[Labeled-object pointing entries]
====

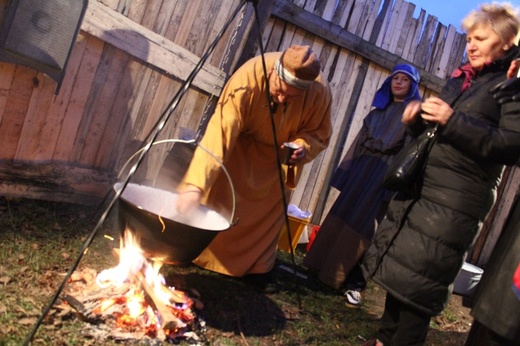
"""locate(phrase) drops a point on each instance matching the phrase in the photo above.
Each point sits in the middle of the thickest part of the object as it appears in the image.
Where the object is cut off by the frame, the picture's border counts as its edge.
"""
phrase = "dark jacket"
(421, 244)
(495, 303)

====

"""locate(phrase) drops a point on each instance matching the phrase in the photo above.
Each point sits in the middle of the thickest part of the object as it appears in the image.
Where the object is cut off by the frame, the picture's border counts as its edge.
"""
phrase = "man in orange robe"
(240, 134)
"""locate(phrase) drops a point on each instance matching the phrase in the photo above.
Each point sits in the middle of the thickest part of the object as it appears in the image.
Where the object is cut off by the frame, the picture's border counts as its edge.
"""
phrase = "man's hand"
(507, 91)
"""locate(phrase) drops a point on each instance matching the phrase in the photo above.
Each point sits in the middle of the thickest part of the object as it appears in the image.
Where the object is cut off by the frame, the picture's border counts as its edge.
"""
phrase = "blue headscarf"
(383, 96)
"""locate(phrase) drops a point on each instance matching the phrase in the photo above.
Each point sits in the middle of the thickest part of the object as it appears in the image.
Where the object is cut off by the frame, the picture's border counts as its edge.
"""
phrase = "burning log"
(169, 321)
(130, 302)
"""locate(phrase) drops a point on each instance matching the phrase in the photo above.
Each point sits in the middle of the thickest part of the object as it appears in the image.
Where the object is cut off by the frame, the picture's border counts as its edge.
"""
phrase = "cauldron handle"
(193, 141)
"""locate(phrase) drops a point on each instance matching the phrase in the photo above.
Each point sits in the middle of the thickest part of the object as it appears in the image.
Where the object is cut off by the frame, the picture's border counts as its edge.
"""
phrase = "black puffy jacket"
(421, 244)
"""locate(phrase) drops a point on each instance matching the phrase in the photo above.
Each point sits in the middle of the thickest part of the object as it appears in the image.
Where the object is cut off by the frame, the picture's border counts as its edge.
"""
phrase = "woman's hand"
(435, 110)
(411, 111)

====

## Problem requirements
Count the lines of the data above that contain the word "jacket", and reply with the number alone.

## Output below
2